Start of SUPPLIED DATA

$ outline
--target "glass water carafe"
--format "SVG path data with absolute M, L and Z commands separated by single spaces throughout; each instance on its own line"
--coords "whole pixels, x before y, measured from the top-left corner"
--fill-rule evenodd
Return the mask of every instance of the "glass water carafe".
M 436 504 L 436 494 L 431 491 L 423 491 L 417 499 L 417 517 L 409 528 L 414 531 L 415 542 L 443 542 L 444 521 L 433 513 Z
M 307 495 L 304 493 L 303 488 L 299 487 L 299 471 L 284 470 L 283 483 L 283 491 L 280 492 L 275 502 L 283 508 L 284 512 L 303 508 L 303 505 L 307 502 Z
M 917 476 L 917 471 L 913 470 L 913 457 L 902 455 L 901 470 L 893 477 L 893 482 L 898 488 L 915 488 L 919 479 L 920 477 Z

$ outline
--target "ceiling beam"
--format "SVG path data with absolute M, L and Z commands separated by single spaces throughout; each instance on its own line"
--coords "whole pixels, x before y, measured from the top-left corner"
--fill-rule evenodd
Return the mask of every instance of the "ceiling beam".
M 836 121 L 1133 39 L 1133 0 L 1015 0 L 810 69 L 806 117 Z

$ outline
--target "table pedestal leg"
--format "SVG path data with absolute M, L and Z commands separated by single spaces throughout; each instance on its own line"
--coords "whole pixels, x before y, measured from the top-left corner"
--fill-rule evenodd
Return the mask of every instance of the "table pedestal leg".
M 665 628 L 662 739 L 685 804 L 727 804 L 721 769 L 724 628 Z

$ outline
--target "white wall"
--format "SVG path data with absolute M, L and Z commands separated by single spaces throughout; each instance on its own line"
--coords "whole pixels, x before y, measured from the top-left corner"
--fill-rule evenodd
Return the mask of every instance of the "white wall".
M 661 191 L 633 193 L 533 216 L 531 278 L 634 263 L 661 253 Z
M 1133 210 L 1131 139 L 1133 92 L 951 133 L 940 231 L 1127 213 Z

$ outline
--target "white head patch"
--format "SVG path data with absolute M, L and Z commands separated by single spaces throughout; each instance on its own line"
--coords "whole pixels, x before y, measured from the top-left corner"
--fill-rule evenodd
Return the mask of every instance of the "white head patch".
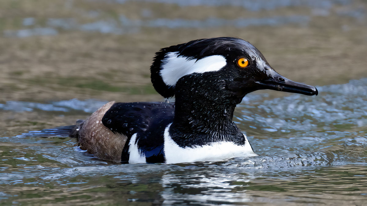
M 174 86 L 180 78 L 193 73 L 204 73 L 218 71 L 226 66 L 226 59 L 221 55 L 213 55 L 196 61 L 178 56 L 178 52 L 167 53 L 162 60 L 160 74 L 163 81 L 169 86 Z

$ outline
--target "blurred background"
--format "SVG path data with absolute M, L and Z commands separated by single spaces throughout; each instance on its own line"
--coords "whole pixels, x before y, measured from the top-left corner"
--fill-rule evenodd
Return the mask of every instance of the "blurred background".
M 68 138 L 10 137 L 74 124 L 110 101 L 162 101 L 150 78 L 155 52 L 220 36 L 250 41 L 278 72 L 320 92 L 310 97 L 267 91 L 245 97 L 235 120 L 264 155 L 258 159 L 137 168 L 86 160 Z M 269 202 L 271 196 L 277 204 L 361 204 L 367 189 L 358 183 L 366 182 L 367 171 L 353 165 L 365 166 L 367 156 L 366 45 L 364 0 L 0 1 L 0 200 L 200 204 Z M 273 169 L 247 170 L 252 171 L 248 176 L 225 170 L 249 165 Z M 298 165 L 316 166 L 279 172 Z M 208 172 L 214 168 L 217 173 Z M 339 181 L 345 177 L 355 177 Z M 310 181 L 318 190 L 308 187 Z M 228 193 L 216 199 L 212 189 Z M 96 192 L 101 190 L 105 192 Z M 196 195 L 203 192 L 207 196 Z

End of SUPPLIED DATA

## AIM OF THE TASK
Write out the rows above word for word, starting at the very first line and stopping after the line that contains "M 917 476 L".

## ANSWER IN FULL
$ outline
--target "glass water carafe"
--format "SVG path data with absolute M, L and Z commands separated by single spaces throughout; each instance on its own line"
--coords "whole pixels, x before y, measured from the top-left corner"
--fill-rule evenodd
Return the mask of every instance of the "glass water carafe".
M 436 504 L 436 494 L 431 491 L 423 491 L 417 499 L 417 517 L 409 528 L 414 531 L 415 542 L 443 542 L 444 521 L 433 513 Z
M 307 495 L 304 493 L 303 488 L 299 487 L 299 471 L 284 470 L 283 483 L 283 491 L 280 492 L 275 502 L 283 508 L 284 512 L 303 508 L 303 505 L 307 502 Z
M 917 476 L 917 471 L 913 470 L 913 457 L 902 455 L 901 470 L 893 477 L 893 482 L 898 488 L 915 488 L 919 479 L 920 477 Z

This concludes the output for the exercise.